§ **Set of tasks**
#1 In the blog post on sleep and rest, switch "sheep" to "stars" and reproduce the passage from "If all else" up to and including "very good thing.".
#2 Continue the blog post on sleep and rest from the point where it stops.

§ **Page excerpt**
■ ■ ■ ■ ■
This guest post is part of the Good Ways blog series, a collection of stories and practices for finding God in hardship.

“Why won’t he fall asleep?”

“He’s too tired to fall asleep.”


For me, the “I’m so tired but instead of sleeping I’m going to scream and cry and throw things and/or bite you” phenomenon is one of the most confounding realities of parenting.

It makes no sense. 

If you’re tired, fall asleep.

If you are having trouble falling asleep, close your eyes and be quiet and pretend to sleep.

If all else fails, count sheep or try to pray and chances are you’ll just fall asleep.

Generally, sleep is a pretty great thing and I’m pretty great at doing it so I’m pretty unsure why those kids of ours won’t sleep.

Rest is also a pretty great thing. Sleep is a part of rest, but so are quiet, solitude, contemplation, and prayer. God’s good and sacred vision for human flourishing involved a regular rhythm of rest (daily and weekly in addition to times of festival and celebration throughout the year). Rest is an invitation into the fullness of life. In the Scriptures, I think rest is framed as a command not because it is another hoop to jump through, but because rest is a critical component of our humanity. In the beginning, God created humans and not robots, and (even though I have a healthy respect for robots) this was a very good thing.
■ ■ ■ ■ ■
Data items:
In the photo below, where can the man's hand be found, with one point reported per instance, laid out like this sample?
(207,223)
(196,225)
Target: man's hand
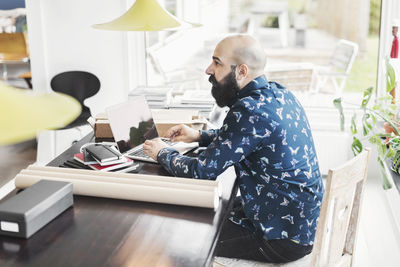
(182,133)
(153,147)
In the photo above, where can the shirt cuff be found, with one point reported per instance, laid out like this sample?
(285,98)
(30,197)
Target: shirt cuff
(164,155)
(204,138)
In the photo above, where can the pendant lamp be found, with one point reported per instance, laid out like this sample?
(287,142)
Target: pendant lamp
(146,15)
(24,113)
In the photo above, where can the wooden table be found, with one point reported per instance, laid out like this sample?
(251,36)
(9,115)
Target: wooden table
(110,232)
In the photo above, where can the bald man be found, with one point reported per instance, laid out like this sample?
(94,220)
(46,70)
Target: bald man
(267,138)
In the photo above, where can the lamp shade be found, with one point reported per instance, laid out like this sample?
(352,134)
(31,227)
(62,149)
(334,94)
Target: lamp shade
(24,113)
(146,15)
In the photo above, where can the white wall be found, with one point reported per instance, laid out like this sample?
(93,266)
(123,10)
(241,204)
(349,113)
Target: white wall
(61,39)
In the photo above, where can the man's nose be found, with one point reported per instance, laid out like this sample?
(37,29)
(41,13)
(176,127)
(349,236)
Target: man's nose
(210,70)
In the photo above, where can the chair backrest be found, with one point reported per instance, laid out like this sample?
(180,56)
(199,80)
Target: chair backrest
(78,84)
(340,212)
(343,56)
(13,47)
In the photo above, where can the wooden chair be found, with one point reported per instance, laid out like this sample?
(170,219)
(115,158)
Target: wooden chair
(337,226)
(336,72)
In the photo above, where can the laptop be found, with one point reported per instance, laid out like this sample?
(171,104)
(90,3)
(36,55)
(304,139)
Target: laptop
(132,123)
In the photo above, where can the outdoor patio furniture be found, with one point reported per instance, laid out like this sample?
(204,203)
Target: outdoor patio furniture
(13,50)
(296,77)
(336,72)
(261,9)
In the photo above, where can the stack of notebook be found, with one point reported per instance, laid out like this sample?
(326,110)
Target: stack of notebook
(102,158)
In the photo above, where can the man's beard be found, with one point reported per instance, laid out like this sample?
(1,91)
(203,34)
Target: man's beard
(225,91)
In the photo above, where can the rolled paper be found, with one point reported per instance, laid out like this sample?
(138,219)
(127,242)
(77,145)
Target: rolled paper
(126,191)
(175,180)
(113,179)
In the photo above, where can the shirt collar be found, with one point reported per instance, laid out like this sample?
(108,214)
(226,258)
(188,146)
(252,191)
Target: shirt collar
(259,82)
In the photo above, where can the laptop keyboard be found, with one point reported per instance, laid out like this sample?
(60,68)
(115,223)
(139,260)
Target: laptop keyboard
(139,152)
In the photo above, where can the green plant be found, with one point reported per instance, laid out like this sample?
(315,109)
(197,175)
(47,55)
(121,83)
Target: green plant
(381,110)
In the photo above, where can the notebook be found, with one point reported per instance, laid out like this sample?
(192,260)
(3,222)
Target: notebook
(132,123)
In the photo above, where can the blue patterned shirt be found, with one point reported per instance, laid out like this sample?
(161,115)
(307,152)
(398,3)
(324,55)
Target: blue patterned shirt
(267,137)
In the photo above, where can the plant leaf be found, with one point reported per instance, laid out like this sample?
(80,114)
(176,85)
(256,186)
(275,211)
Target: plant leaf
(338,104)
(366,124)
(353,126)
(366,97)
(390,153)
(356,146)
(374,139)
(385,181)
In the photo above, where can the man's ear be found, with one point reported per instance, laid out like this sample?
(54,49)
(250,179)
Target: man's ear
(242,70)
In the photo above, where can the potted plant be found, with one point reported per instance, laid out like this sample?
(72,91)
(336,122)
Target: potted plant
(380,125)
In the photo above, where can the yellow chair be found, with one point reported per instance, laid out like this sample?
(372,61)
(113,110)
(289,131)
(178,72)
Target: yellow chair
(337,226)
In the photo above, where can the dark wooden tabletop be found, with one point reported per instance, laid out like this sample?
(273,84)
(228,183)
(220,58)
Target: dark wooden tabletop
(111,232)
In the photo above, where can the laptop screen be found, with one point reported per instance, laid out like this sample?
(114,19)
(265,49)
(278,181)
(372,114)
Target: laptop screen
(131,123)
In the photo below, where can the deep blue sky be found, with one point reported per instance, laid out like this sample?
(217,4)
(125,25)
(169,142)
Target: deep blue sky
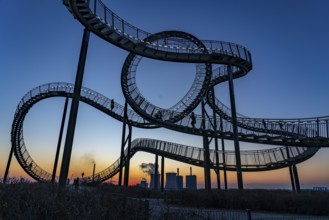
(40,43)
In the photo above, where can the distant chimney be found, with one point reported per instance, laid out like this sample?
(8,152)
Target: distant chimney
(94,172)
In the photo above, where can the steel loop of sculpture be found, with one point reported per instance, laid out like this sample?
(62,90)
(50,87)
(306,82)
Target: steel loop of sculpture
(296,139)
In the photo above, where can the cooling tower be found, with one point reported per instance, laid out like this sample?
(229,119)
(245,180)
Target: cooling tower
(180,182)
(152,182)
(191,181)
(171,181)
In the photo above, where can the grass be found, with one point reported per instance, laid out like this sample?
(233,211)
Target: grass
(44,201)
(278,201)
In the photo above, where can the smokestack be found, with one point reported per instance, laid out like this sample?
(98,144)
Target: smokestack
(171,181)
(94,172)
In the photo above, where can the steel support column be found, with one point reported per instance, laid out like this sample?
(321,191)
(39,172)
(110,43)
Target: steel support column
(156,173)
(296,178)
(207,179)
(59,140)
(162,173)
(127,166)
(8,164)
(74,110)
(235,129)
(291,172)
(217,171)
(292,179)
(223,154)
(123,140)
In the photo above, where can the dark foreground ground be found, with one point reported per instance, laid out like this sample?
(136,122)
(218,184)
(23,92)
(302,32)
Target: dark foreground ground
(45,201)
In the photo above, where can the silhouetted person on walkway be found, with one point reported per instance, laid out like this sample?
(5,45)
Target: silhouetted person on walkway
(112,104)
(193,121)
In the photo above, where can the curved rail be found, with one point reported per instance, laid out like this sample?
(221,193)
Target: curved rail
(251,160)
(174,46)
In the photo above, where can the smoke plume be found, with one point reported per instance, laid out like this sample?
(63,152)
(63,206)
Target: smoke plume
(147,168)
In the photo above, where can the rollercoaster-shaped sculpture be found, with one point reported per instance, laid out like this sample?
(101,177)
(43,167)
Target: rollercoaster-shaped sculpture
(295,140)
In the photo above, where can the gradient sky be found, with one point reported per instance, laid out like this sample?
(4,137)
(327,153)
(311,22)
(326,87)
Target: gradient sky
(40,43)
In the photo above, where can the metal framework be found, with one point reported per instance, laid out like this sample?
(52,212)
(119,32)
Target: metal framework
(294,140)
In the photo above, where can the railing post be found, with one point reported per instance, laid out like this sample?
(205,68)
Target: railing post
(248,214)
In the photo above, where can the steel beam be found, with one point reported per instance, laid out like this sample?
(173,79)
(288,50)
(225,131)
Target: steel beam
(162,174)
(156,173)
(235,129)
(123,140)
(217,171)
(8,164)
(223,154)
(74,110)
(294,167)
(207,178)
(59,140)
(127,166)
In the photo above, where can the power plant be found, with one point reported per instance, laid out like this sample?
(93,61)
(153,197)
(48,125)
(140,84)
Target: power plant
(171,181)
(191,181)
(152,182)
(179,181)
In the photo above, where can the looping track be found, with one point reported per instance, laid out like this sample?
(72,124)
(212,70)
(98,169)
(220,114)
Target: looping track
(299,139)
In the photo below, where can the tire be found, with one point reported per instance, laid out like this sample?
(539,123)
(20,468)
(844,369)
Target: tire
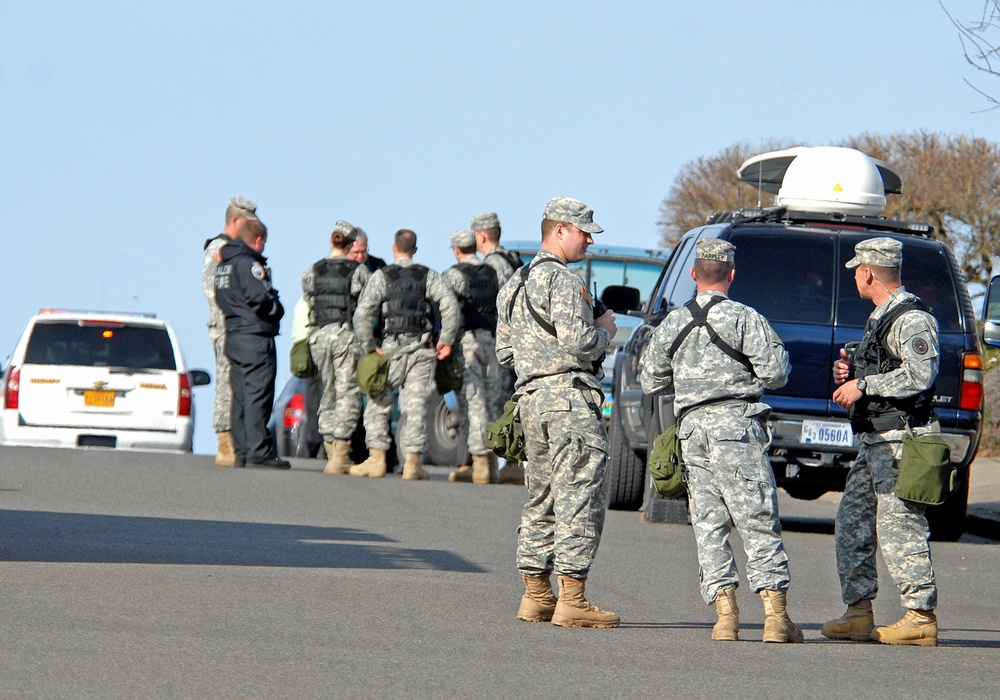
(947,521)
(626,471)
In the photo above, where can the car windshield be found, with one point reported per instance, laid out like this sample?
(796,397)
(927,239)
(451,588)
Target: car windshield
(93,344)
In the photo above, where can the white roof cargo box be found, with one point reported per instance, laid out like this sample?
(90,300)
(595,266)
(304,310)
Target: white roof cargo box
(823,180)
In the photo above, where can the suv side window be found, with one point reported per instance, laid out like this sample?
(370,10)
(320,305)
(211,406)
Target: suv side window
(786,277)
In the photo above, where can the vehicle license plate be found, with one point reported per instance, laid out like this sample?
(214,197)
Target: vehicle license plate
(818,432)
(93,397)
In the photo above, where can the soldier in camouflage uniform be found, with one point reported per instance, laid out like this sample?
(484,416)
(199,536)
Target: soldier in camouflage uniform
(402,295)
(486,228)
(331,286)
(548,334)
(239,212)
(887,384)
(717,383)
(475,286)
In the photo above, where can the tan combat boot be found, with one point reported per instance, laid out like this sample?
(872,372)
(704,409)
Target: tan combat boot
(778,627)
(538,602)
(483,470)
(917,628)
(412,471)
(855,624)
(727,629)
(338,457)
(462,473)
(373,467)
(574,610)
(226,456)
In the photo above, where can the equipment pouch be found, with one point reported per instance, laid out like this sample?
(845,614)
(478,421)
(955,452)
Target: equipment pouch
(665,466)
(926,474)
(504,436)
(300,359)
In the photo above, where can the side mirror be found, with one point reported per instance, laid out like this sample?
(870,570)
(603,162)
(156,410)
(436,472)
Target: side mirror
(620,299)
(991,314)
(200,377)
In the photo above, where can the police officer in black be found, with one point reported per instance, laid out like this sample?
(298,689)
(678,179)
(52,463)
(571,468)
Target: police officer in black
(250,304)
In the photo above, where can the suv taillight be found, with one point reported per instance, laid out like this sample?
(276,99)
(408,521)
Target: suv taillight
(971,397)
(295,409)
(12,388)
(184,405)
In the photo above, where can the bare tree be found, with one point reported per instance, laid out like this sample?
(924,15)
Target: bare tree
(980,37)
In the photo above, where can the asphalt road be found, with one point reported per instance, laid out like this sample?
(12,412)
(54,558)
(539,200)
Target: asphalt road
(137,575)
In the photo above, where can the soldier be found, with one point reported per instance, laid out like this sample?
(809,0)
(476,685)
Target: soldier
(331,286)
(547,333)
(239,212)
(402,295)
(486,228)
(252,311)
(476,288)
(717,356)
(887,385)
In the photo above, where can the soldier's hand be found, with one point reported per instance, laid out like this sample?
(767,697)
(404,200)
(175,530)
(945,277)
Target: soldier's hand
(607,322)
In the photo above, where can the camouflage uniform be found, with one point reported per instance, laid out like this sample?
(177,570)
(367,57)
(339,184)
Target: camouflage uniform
■ ■ ■ ■ ■
§ **Answers below**
#1
If all else fails, count stars or try to pray and chances are you’ll just fall asleep.

Generally, sleep is a pretty great thing and I’m pretty great at doing it so I’m pretty unsure why those kids of ours won’t sleep.

Rest is also a pretty great thing. Sleep is a part of rest, but so are quiet, solitude, contemplation, and prayer. God’s good and sacred vision for human flourishing involved a regular rhythm of rest (daily and weekly in addition to times of festival and celebration throughout the year). Rest is an invitation into the fullness of life. In the Scriptures, I think rest is framed as a command not because it is another hoop to jump through, but because rest is a critical component of our humanity. In the beginning, God created humans and not robots, and (even though I have a healthy respect for robots) this was a very good thing.

#2
But a recent week I spent with my family in the wilderness of Yosemite gave me a glimpse of why tired kids won’t sleep. Even in the midst of the beautiful wilderness I had trouble surrendering to the soulful rest I knew I needed.  

The mental space I inhabit most of the day is incredibly noisy. There is the hum of technology. There is music blasting through headphones or speakers. There is my digital disorganization, with notes scattered across Asana and Gmail and Evernote and Notes and Dropbox. There are the endless advertisements that pop up from every direction. 

Technology does a great job creating compulsive tendencies. When my computer is open, I’ve caught myself loading social media sites in multiple tabs at once because, in scattered moments, my muscle memory takes over, moving my fingers across my keyboard to command + t + f + slight delay for Chrome to autofill + return. Throughout the day, my hand instinctually reaches toward my front pocket where I often keep my phone. 

Last week, in the meadows of Yosemite outside of the range of cell service, the hum of technology was silenced as soon as we arrived at our campsite but my compulsion towards noise did not diminish so quickly. Even after entering quiet, the muscle memory, the digital allure, the ghost vibrations continued.

I came to this beautiful place to rest and play with my family—to live into the divine command to experience life as a rested human being—but my mind and my muscles were constantly listening for the noisy signals of my everyday soundtrack and reaching for the dopamine device that far too often accompanies me throughout my days. 

Eventually, after a few days, I was able to surrender to the silence, but this made me consider: are there new habits or practices I can form that would allow me to enter into rest without experiencing days of digital withdrawal?

Here are a few practices that I’m experimenting with as I seek to live into God’s good invitation and command to enter into rest:

  • Regularly, choose analog over digital (i.e. write a postcard instead of sending a text, listen to vinyl over streaming music, binge-read the book instead of binge-watching the show/movie).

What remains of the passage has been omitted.